━━ Source document

All of which is to say that as dominant as Fantilli was, he didn’t achieve his obscene counting stats through a contrived offense that force fed him; instead, he operated within a structure that would maximize his own individual success and that of his team and teammates.
From a mentality perspective, Fantilli is everything you could want in a top-of-the-draft prospect: mature, authentic, balancing humility with a supreme belief in his own and his team’s agency (in this regard, he seemed to mirror his head coach at Michigan). He overcame a hysterical storm of national media concerning his World Junior debut to win a pair of gold medals with Team Canada in his draft-eligible season.
In Fantilli, an NHL team can expect a franchise player, the kind of prospect around whom you can plan your entire future. That’s not to say there won’t be growing pains in his eventual transition to pro hockey (whether that comes next season or not), but, as his freshman season in maize and blue proved, this is a player more than capable of shouldering heavy cargo for his team—age be damned.
There is little doubt to me that Fantilli could play in the NHL next season; the question is whether he will want to. To play professionally, I suspect Fantilli would want to tack on a bit more weight to his frame, and the context (i.e. who his coach is, the development infrastructure of the organization he joins, prospective role in the lineup) will matter, but, in broad strokes, I think you would be foolish to suggest that he won’t be good enough for the NHL come September. Of course, whatever team does select him should feel a certain obligation to sign Luca in two or three years time.

━━━━

Goal: Quote the scouting report on Luca Fantilli word for word, beginning at the words "There is little" and stopping after "three years time.". Rely on the scouting report on Luca Fantilli and nothing else.

━━ Records shown

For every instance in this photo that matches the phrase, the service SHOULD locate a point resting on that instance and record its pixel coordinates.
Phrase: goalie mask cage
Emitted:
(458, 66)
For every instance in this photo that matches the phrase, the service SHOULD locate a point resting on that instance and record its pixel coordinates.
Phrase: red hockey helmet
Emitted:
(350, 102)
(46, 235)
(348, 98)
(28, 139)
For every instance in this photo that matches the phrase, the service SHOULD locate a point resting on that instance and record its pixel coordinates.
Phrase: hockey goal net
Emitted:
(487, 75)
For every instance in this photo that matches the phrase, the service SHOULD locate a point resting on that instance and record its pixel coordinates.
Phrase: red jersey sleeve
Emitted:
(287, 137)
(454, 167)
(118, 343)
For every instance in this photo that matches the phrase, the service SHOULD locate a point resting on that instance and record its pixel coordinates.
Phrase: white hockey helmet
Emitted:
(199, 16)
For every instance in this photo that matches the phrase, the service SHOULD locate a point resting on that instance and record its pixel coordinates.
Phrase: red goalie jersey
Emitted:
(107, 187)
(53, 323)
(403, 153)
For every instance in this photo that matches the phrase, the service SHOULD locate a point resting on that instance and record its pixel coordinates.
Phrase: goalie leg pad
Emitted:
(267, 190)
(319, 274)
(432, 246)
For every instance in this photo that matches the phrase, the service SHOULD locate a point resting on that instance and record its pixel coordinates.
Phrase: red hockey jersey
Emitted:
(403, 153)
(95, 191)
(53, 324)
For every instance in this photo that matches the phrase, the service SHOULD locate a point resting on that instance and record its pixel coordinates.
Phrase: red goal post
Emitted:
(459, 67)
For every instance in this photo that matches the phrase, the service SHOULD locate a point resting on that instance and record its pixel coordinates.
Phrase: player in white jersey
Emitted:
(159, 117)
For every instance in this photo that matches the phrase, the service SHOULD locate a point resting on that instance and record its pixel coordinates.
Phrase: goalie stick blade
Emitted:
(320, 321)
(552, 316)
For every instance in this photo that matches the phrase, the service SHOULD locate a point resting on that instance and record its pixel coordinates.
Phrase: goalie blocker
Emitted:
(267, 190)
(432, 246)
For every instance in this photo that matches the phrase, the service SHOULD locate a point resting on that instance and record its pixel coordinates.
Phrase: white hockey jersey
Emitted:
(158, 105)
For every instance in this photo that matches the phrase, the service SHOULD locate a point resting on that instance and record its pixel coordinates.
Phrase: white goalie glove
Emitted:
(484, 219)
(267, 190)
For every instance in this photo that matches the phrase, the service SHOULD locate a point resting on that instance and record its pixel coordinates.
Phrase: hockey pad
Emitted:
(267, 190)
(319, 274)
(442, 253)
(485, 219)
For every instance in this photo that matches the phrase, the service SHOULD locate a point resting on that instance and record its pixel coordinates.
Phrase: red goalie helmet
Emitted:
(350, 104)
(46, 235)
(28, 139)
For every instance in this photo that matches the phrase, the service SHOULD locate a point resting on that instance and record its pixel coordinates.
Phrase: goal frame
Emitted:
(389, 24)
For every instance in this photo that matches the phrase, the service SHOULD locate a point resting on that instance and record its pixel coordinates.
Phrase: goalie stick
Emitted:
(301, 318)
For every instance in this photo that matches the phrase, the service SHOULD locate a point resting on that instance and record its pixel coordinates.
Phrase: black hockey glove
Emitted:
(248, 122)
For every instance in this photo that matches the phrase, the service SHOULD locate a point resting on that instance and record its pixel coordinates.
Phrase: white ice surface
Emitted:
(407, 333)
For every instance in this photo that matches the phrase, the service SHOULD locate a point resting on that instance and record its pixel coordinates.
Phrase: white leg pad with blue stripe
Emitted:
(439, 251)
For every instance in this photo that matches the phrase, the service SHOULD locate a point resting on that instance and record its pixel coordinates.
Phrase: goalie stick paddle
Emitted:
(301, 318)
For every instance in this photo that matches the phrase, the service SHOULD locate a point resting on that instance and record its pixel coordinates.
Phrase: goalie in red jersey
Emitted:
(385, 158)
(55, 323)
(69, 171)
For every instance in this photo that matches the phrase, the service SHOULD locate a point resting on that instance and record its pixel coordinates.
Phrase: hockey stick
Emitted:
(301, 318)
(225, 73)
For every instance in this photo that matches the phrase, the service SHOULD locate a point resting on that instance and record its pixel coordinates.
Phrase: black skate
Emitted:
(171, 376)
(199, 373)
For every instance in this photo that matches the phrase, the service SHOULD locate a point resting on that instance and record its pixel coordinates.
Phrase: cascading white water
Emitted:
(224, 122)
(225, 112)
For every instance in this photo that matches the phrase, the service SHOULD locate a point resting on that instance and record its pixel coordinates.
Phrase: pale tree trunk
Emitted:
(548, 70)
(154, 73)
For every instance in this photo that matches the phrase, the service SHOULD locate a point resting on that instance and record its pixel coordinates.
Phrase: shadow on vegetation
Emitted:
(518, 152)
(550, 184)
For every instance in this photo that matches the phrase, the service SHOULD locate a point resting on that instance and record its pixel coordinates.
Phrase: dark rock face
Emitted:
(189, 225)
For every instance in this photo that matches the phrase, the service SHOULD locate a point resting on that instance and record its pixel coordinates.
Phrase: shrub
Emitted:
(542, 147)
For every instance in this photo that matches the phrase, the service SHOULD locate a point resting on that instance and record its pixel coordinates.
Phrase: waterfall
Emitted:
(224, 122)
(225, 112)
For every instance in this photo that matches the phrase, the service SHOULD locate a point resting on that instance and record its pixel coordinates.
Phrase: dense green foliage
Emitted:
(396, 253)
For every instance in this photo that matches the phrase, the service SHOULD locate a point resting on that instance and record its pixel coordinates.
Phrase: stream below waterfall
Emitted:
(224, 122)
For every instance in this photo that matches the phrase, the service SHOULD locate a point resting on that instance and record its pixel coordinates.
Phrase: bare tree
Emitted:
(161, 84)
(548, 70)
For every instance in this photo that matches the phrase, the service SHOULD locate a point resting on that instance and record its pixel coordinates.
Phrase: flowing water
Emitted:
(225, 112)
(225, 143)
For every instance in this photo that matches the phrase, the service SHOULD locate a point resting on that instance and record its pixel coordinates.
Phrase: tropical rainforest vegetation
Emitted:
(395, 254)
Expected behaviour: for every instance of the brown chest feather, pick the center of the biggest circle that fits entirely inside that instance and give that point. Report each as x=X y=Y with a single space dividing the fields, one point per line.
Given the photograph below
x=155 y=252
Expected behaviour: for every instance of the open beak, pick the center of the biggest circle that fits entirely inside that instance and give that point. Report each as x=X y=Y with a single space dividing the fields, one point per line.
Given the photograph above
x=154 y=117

━━━━
━━ Records shown

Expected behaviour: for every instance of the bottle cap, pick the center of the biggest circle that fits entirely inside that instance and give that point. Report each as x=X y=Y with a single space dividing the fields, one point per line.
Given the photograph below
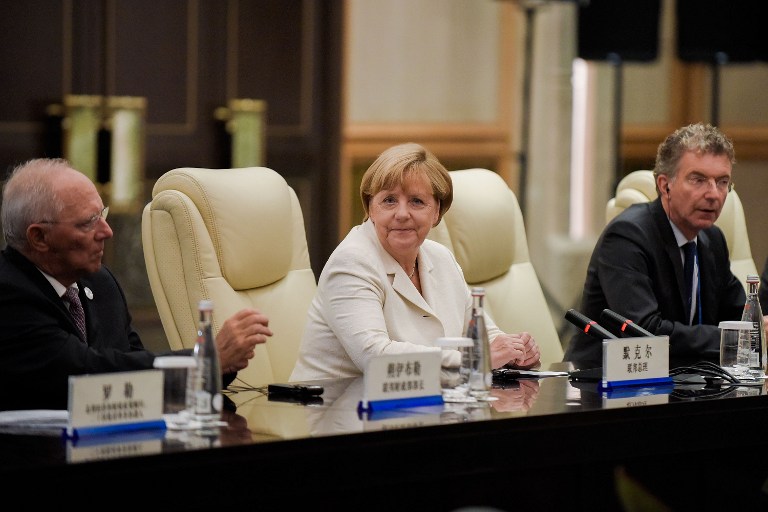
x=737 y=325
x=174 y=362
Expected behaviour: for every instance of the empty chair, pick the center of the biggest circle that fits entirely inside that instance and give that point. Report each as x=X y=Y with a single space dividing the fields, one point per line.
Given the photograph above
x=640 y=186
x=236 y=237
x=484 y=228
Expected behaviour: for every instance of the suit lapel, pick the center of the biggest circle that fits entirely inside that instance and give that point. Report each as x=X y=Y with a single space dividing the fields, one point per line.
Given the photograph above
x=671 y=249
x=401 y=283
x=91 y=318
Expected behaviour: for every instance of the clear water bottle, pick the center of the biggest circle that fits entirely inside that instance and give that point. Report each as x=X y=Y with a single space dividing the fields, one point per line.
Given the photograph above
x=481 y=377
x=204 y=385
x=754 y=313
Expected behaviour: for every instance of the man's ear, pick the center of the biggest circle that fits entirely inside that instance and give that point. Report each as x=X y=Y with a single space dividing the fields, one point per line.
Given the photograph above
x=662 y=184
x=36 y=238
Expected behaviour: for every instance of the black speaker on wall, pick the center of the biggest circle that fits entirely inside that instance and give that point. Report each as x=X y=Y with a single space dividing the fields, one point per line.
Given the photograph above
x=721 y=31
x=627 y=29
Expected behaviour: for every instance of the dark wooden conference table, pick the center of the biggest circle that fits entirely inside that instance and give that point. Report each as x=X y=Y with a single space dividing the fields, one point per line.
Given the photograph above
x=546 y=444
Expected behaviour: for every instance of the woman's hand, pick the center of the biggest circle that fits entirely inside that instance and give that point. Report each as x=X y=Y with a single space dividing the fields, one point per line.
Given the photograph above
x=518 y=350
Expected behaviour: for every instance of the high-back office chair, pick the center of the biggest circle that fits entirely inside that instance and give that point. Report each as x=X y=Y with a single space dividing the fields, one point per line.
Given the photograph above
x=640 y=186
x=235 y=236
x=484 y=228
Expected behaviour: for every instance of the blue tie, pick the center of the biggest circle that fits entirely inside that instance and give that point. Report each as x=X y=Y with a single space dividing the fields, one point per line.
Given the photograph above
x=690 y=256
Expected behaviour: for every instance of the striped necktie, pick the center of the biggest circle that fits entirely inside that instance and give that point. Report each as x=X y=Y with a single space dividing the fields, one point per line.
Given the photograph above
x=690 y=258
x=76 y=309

━━━━

Answer to the exercise:
There is little doubt to me that Fantilli could play in the NHL next season; the question is whether he will want to. To play professionally, I suspect Fantilli would want to tack on a bit more weight to his frame, and the context (i.e. who his coach is, the development infrastructure of the organization he joins, prospective role in the lineup) will matter, but, in broad strokes, I think you would be foolish to suggest that he won’t be good enough for the NHL come September. Of course, whatever team does select him should feel a certain obligation to sign Luca in two or three years time.